— Task to complete —
Below are the records; count how many of their lines carry "snow" and give only the number.

Items from a dataset:

[Start of section]

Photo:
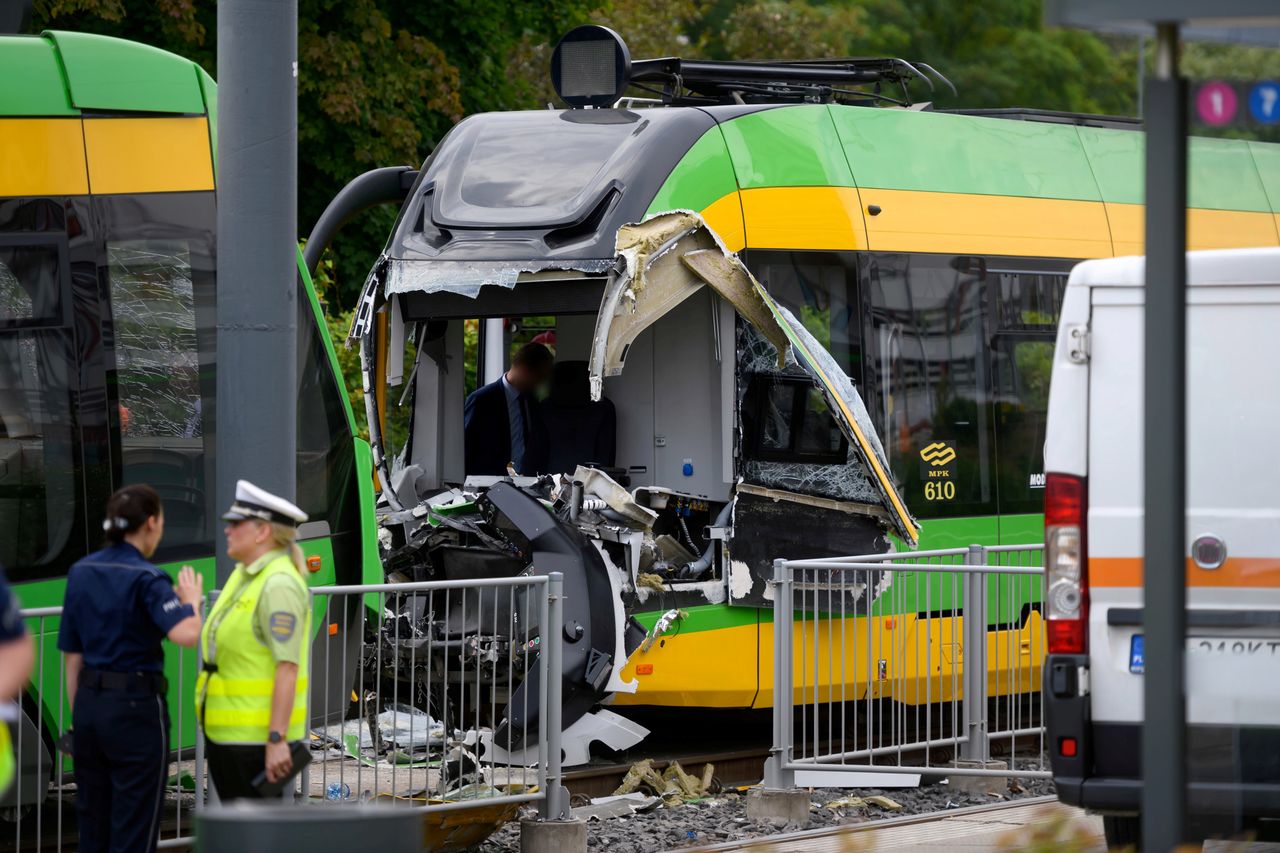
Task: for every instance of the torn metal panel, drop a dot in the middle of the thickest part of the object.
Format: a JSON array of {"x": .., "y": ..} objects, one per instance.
[
  {"x": 809, "y": 500},
  {"x": 466, "y": 278},
  {"x": 801, "y": 532},
  {"x": 362, "y": 319},
  {"x": 662, "y": 261}
]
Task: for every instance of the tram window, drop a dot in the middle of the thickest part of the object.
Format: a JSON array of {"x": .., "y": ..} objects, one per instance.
[
  {"x": 325, "y": 459},
  {"x": 821, "y": 288},
  {"x": 1028, "y": 301},
  {"x": 927, "y": 383},
  {"x": 33, "y": 299},
  {"x": 1022, "y": 373},
  {"x": 39, "y": 452},
  {"x": 786, "y": 419},
  {"x": 160, "y": 274}
]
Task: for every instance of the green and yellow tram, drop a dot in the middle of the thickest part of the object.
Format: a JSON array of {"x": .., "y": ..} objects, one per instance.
[
  {"x": 108, "y": 360},
  {"x": 924, "y": 251}
]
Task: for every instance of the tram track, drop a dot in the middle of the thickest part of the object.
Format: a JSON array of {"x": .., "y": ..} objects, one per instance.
[
  {"x": 786, "y": 840},
  {"x": 735, "y": 765}
]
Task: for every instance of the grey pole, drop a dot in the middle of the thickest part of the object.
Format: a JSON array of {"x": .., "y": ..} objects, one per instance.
[
  {"x": 257, "y": 211},
  {"x": 976, "y": 747},
  {"x": 780, "y": 755},
  {"x": 1164, "y": 792},
  {"x": 556, "y": 803}
]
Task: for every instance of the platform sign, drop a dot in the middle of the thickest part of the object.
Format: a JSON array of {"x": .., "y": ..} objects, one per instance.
[
  {"x": 1220, "y": 104},
  {"x": 1265, "y": 103}
]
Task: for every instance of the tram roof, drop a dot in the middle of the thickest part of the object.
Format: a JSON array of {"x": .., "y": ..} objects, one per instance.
[{"x": 62, "y": 73}]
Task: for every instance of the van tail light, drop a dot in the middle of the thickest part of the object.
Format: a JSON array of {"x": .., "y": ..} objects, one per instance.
[{"x": 1066, "y": 583}]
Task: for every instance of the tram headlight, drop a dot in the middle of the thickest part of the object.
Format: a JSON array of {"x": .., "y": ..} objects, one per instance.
[{"x": 590, "y": 67}]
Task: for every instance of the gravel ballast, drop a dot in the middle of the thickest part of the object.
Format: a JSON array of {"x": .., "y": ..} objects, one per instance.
[{"x": 723, "y": 817}]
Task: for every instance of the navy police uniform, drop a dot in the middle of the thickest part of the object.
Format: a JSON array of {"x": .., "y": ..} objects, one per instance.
[{"x": 118, "y": 610}]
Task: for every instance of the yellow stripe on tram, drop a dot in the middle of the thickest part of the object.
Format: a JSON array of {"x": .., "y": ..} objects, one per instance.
[
  {"x": 1205, "y": 228},
  {"x": 804, "y": 218},
  {"x": 976, "y": 224},
  {"x": 149, "y": 155},
  {"x": 42, "y": 158}
]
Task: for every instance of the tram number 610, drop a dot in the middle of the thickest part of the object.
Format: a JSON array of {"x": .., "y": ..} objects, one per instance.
[{"x": 944, "y": 491}]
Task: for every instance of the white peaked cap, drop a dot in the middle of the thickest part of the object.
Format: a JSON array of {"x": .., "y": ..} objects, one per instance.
[{"x": 252, "y": 502}]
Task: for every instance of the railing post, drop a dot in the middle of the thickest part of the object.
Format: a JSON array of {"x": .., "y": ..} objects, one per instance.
[
  {"x": 776, "y": 775},
  {"x": 554, "y": 806},
  {"x": 974, "y": 614}
]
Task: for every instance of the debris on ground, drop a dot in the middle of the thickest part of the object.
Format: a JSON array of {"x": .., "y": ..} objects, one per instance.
[
  {"x": 722, "y": 817},
  {"x": 673, "y": 785},
  {"x": 863, "y": 802},
  {"x": 602, "y": 808}
]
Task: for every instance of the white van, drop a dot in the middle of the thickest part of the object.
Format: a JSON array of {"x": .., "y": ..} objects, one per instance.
[{"x": 1093, "y": 516}]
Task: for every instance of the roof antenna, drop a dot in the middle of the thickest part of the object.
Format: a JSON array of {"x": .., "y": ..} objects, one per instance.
[
  {"x": 14, "y": 17},
  {"x": 938, "y": 74}
]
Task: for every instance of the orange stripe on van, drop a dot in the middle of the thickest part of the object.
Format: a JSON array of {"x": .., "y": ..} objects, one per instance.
[{"x": 1237, "y": 571}]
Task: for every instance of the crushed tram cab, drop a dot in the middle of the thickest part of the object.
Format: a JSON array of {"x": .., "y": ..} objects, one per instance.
[{"x": 836, "y": 318}]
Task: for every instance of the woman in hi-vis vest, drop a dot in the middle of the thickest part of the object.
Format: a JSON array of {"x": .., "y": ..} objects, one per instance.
[{"x": 252, "y": 685}]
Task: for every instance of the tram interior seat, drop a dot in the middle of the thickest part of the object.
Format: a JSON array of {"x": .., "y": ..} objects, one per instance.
[{"x": 581, "y": 432}]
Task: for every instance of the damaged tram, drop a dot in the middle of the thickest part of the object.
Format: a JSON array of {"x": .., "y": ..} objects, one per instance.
[{"x": 816, "y": 311}]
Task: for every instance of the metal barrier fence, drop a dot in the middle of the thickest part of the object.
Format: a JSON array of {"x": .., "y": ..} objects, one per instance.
[
  {"x": 428, "y": 693},
  {"x": 923, "y": 661}
]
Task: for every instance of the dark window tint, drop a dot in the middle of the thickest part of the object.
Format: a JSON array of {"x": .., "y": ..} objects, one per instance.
[
  {"x": 325, "y": 456},
  {"x": 1028, "y": 301},
  {"x": 160, "y": 277},
  {"x": 31, "y": 286},
  {"x": 39, "y": 447},
  {"x": 1022, "y": 373},
  {"x": 786, "y": 419},
  {"x": 927, "y": 381},
  {"x": 821, "y": 290}
]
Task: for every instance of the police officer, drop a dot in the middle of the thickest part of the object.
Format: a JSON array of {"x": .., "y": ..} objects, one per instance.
[
  {"x": 16, "y": 660},
  {"x": 252, "y": 687},
  {"x": 117, "y": 612}
]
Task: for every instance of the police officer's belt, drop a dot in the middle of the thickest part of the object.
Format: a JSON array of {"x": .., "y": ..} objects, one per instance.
[{"x": 135, "y": 682}]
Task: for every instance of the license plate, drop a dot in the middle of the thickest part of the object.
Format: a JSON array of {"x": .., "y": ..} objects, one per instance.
[
  {"x": 1136, "y": 664},
  {"x": 1248, "y": 647}
]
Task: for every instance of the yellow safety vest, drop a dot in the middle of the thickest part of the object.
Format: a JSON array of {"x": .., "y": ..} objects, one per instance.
[
  {"x": 5, "y": 758},
  {"x": 236, "y": 696}
]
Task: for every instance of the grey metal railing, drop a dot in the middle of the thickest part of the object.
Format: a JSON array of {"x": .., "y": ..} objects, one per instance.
[
  {"x": 410, "y": 687},
  {"x": 922, "y": 661}
]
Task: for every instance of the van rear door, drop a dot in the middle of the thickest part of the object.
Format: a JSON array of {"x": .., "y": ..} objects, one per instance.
[{"x": 1233, "y": 518}]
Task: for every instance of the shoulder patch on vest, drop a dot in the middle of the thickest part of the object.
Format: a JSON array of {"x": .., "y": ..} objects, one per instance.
[{"x": 282, "y": 625}]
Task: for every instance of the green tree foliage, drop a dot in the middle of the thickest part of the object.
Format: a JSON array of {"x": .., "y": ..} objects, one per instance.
[{"x": 382, "y": 81}]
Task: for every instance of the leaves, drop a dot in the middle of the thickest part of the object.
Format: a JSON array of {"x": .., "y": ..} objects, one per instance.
[{"x": 382, "y": 81}]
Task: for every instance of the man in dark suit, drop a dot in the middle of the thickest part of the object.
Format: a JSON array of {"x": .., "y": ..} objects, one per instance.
[{"x": 501, "y": 422}]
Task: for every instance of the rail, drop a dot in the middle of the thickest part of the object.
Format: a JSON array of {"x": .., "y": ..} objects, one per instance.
[
  {"x": 917, "y": 662},
  {"x": 438, "y": 694}
]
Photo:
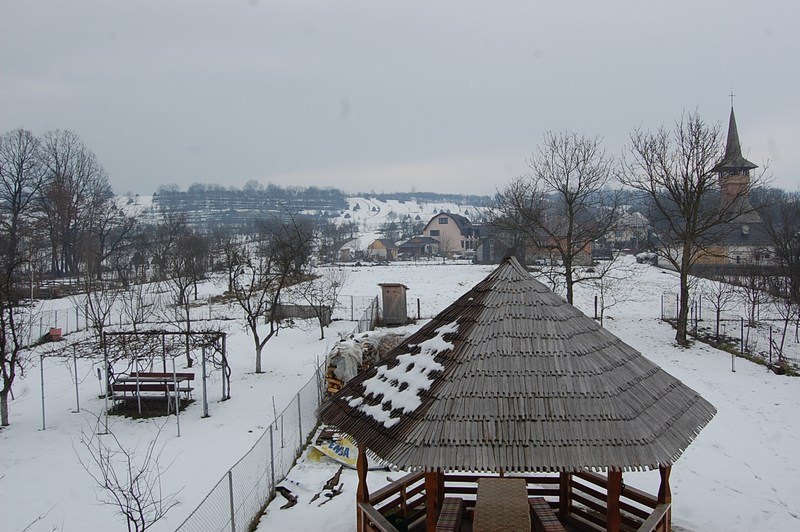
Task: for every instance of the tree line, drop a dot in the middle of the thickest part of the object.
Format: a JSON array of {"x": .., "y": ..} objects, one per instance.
[
  {"x": 572, "y": 198},
  {"x": 60, "y": 224}
]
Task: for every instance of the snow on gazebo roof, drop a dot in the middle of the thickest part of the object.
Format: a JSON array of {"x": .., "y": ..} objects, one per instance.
[{"x": 512, "y": 377}]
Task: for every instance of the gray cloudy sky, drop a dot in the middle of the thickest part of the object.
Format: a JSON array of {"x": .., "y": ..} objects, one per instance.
[{"x": 386, "y": 96}]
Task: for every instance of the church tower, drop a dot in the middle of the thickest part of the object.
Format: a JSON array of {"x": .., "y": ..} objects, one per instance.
[{"x": 734, "y": 169}]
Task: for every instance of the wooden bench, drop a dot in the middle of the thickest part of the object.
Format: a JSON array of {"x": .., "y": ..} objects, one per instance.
[
  {"x": 162, "y": 375},
  {"x": 149, "y": 387},
  {"x": 163, "y": 382},
  {"x": 450, "y": 516},
  {"x": 543, "y": 518}
]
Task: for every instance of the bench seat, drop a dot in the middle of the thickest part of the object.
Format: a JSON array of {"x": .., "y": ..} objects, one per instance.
[
  {"x": 453, "y": 509},
  {"x": 543, "y": 517}
]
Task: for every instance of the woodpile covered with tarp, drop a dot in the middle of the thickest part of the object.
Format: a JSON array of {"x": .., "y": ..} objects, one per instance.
[{"x": 355, "y": 354}]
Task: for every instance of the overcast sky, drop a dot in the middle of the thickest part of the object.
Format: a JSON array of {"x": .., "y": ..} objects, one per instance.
[{"x": 446, "y": 96}]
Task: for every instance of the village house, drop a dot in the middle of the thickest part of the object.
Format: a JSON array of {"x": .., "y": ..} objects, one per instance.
[
  {"x": 455, "y": 233},
  {"x": 382, "y": 249},
  {"x": 630, "y": 232},
  {"x": 419, "y": 246}
]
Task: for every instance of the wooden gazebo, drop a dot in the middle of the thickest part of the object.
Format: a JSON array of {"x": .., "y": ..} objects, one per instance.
[{"x": 512, "y": 380}]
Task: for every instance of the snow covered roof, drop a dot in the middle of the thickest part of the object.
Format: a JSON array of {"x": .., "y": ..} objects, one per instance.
[{"x": 511, "y": 376}]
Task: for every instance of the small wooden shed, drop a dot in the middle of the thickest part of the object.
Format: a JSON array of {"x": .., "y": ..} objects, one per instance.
[{"x": 395, "y": 309}]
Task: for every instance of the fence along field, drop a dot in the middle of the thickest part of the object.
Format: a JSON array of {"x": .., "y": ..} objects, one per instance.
[{"x": 239, "y": 497}]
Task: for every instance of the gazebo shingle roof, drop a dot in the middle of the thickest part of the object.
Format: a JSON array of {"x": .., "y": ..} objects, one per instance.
[{"x": 512, "y": 377}]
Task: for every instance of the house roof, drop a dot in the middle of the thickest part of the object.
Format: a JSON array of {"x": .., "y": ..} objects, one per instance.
[
  {"x": 385, "y": 242},
  {"x": 463, "y": 223},
  {"x": 418, "y": 242},
  {"x": 511, "y": 376},
  {"x": 733, "y": 160}
]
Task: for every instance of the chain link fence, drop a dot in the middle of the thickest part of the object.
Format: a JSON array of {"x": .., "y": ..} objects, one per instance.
[
  {"x": 240, "y": 496},
  {"x": 766, "y": 336}
]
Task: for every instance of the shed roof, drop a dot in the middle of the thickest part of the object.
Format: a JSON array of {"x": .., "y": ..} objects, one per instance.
[{"x": 511, "y": 376}]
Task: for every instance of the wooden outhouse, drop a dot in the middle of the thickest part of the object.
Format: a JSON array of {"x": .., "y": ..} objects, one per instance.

[End of section]

— Completed exercise —
2